──────── Supplied data

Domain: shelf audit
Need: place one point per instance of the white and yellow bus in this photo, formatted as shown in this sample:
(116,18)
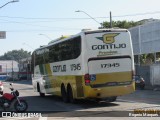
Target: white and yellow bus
(94,64)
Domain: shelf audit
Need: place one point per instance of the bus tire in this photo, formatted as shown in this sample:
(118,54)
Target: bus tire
(70,94)
(39,90)
(64,94)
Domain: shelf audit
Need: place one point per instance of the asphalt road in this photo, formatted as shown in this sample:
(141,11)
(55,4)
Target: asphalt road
(53,106)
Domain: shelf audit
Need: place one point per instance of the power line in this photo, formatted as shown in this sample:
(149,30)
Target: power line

────────────────

- _What the exercise asks_
The answer should be nothing more than the lines from the one with "Target: asphalt road" through the end of the entries, restated word for word.

- _Expected answer_
Target: asphalt road
(53,106)
Domain: shelf audit
Need: place one point per instance of the power line in this photo, formatted as shown in this sample:
(149,30)
Target: power line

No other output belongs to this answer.